**Your goal:** Every record should be copied exactly, except that pictures are to be omitted.

[Location labeling records]

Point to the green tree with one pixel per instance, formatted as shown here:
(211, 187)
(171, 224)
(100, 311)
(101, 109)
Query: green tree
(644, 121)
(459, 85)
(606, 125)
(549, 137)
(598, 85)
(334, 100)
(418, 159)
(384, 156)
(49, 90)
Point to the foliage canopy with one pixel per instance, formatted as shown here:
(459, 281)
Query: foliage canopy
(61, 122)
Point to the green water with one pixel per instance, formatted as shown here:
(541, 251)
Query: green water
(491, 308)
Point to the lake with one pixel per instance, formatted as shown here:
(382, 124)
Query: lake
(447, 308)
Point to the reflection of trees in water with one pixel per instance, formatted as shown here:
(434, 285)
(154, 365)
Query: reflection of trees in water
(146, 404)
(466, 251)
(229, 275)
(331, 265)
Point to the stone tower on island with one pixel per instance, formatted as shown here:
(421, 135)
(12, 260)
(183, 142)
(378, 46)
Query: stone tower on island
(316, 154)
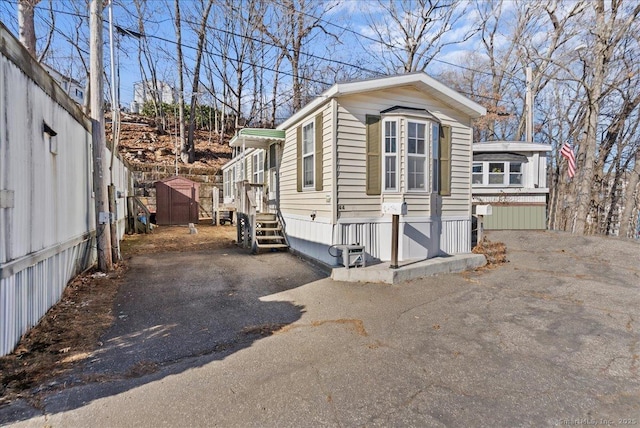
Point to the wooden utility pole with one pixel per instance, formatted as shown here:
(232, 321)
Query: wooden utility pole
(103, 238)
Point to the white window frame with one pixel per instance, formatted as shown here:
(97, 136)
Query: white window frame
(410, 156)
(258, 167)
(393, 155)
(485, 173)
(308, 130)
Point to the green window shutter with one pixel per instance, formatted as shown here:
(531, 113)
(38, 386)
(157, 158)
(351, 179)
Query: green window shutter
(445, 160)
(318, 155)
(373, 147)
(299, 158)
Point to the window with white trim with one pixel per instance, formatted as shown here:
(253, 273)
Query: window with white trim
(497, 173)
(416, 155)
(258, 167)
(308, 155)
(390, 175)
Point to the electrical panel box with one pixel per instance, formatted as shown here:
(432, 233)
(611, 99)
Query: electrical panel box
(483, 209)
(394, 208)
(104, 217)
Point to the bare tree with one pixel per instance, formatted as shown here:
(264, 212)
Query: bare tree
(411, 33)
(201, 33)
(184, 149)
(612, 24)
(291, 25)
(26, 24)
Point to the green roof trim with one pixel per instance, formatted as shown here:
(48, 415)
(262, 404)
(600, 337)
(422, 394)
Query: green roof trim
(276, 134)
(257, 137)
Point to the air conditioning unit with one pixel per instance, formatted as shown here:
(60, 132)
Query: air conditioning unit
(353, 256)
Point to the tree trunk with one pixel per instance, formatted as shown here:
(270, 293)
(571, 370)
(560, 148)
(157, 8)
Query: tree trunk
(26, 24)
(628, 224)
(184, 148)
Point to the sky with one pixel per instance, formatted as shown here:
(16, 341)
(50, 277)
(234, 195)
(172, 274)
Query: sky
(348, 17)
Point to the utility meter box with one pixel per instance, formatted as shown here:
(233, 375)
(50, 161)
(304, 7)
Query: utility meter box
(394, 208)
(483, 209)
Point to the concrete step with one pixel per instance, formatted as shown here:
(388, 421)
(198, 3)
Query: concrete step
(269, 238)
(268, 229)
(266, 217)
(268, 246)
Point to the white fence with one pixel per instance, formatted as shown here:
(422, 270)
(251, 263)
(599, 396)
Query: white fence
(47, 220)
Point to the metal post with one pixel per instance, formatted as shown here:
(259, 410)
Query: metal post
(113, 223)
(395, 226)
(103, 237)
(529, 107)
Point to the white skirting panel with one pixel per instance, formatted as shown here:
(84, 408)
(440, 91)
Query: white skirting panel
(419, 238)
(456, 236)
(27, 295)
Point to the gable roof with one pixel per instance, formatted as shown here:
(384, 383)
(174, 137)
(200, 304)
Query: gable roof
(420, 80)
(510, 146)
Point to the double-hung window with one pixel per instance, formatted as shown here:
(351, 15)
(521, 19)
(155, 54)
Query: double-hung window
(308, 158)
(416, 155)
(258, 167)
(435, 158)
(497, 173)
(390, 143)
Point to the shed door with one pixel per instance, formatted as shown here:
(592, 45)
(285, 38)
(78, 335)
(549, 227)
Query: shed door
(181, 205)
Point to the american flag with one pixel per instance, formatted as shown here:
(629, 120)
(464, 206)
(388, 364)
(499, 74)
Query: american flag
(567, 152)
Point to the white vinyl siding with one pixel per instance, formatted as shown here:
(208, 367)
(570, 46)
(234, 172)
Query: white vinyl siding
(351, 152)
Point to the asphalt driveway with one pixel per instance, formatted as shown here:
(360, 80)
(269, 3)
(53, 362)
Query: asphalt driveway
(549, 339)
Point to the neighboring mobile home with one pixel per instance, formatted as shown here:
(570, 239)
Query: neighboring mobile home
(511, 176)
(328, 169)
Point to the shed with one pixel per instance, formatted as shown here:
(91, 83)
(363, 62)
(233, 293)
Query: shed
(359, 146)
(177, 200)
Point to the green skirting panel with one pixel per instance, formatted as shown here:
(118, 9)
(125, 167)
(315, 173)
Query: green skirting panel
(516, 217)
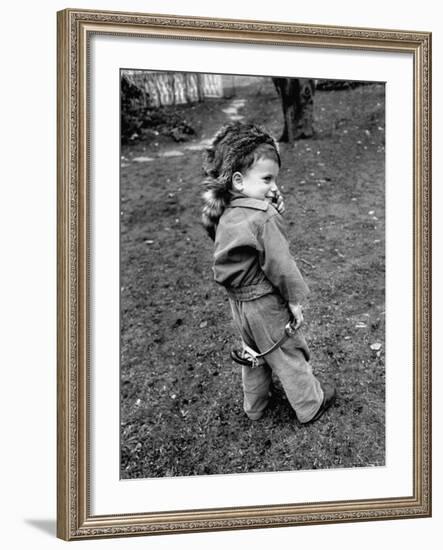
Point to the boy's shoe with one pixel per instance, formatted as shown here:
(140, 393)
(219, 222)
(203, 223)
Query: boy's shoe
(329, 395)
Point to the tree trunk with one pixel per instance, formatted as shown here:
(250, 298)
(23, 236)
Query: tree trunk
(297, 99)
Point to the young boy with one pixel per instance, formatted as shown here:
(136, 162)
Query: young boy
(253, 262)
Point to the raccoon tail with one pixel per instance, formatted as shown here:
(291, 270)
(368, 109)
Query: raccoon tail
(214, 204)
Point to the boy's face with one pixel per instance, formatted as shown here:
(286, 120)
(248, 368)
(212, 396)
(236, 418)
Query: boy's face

**Task output:**
Point to the green tree with one pixel per instance, formatted as shown here:
(211, 187)
(171, 224)
(100, 311)
(101, 109)
Query: green tree
(644, 121)
(459, 85)
(606, 125)
(549, 137)
(598, 85)
(334, 100)
(418, 159)
(384, 156)
(49, 90)
Point to the foliage canopy with one pixel per instance, formatted as shown here:
(459, 281)
Query: foliage canopy
(61, 122)
Point to the green water with one pixel per instance, formatted as shown here:
(541, 251)
Query: green water
(491, 308)
Point to the lake with one pixel per instance, formatted as shown here:
(382, 124)
Query: lake
(447, 308)
Point to the reflection of trees in water with one pixel per instance, formatted as shown here:
(434, 285)
(154, 365)
Query: reflection of trees in water
(146, 404)
(466, 251)
(229, 275)
(331, 265)
Point to the stone tower on island with one pixel per instance, formatted as shown here:
(421, 135)
(12, 260)
(183, 142)
(378, 46)
Query: stone tower on island
(316, 154)
Point to the wooden utility pole with one pixel per instance, formatted as shown here:
(232, 321)
Query: wooden utility pole
(103, 238)
Point to the white window frame with one pixel per instance, formatted as shown here:
(97, 136)
Query: white window frame
(410, 156)
(258, 167)
(393, 155)
(485, 173)
(308, 130)
Point to the green window shutter with one pixel per instance, formatted as shown here:
(531, 113)
(38, 386)
(157, 158)
(351, 179)
Query: green window shutter
(445, 160)
(318, 155)
(373, 147)
(299, 158)
Point to the window with white trim with one pixel per instance, formatted as shown here:
(253, 273)
Query: window with white trim
(497, 173)
(416, 155)
(258, 167)
(308, 155)
(390, 175)
Point to the electrical panel box with one pixel per instance, formatted as shown here:
(432, 233)
(611, 99)
Query: electrical panel box
(483, 209)
(394, 208)
(104, 217)
Point to the bare tree with one pixel per instance, formatted as shown here:
(264, 212)
Query: bare tree
(411, 33)
(201, 33)
(184, 149)
(612, 24)
(291, 25)
(26, 24)
Point to the green roof trim with one pixel per instance, formatted as shown here:
(48, 415)
(262, 404)
(600, 337)
(422, 394)
Query: green roof trim
(276, 134)
(257, 137)
Point to the air conditioning unit with one pixel per instance, formatted as shown here:
(60, 132)
Query: air conditioning unit
(353, 256)
Point to the tree trunk with one pixel per instance, formatted as shown here:
(270, 293)
(571, 370)
(560, 148)
(157, 8)
Query: tree trunk
(26, 24)
(628, 224)
(184, 148)
Point to the sky with one pixel per instance, formatted as shown here:
(16, 341)
(50, 277)
(234, 195)
(172, 274)
Query: sky
(348, 17)
Point to the utility meter box with one pixel per instance, formatted as shown here:
(233, 375)
(50, 161)
(304, 7)
Query: utility meter box
(394, 208)
(483, 209)
Point to the concrete step with one pixel per instance, formatted as shown here:
(388, 421)
(198, 3)
Query: concrete step
(269, 238)
(268, 229)
(266, 217)
(268, 246)
Point to the white fence with one pixel per instance, formatted as shown here:
(422, 270)
(251, 263)
(599, 396)
Query: white fence
(47, 220)
Point to the metal post with one pixel per instance, formatted as shown here:
(259, 410)
Query: metal post
(113, 223)
(395, 226)
(103, 237)
(529, 107)
Point to the white skirting panel with one pixel per instance, formatted as shown here:
(84, 408)
(440, 91)
Query: white skirting panel
(419, 238)
(456, 236)
(27, 295)
Point to the gable roof with one pixel per instance, formatted as shown here:
(384, 383)
(174, 137)
(200, 304)
Query: gable roof
(420, 80)
(510, 146)
Point to the double-hung window with one pixel per instance, formatted as shown here:
(351, 15)
(521, 19)
(155, 54)
Query: double-hung window
(308, 158)
(416, 155)
(258, 167)
(435, 158)
(497, 173)
(390, 143)
Point to the shed door with one pixel per instance, formatted as shown here:
(592, 45)
(285, 38)
(78, 335)
(549, 227)
Query: shed door
(181, 205)
Point to the american flag with one pixel per instance, formatted as shown here:
(629, 120)
(464, 206)
(388, 364)
(499, 74)
Query: american flag
(567, 152)
Point to the white vinyl siding with one pixel per instance, formatted as shown here:
(208, 367)
(570, 46)
(234, 172)
Query: white vinyl siding
(351, 152)
Point to the asphalt driveway with one pixel per instance, formatted as shown here:
(360, 80)
(269, 3)
(53, 362)
Query: asphalt driveway
(549, 339)
Point to the neighboring mobile home with one pixel per instance, formatted as shown here:
(570, 239)
Query: neighboring mobile home
(511, 176)
(328, 169)
Point to the shed with one pixel per instance, formatted as shown here:
(91, 83)
(363, 62)
(233, 293)
Query: shed
(359, 146)
(177, 200)
Point to the green skirting panel with one pixel per instance, formatted as shown here:
(118, 9)
(125, 167)
(315, 173)
Query: green skirting panel
(516, 217)
Point to the boy's shoe with one pixel per instance, formatted as shown here:
(140, 393)
(219, 222)
(203, 223)
Query: boy's shoe
(329, 395)
Point to the tree trunk with one pixel per instance, formatted as shown here:
(250, 298)
(23, 236)
Query: tree trunk
(297, 99)
Point to the young boy with one pixel per instance, formatted as shown here:
(136, 162)
Query: young boy
(253, 262)
Point to the raccoon tail with one pixel per instance, formatted as shown here:
(291, 270)
(368, 109)
Query: raccoon tail
(214, 204)
Point to the boy's face with one pixel per instance, formatted as shown here:
(286, 120)
(248, 368)
(212, 396)
(236, 418)
Query: boy's face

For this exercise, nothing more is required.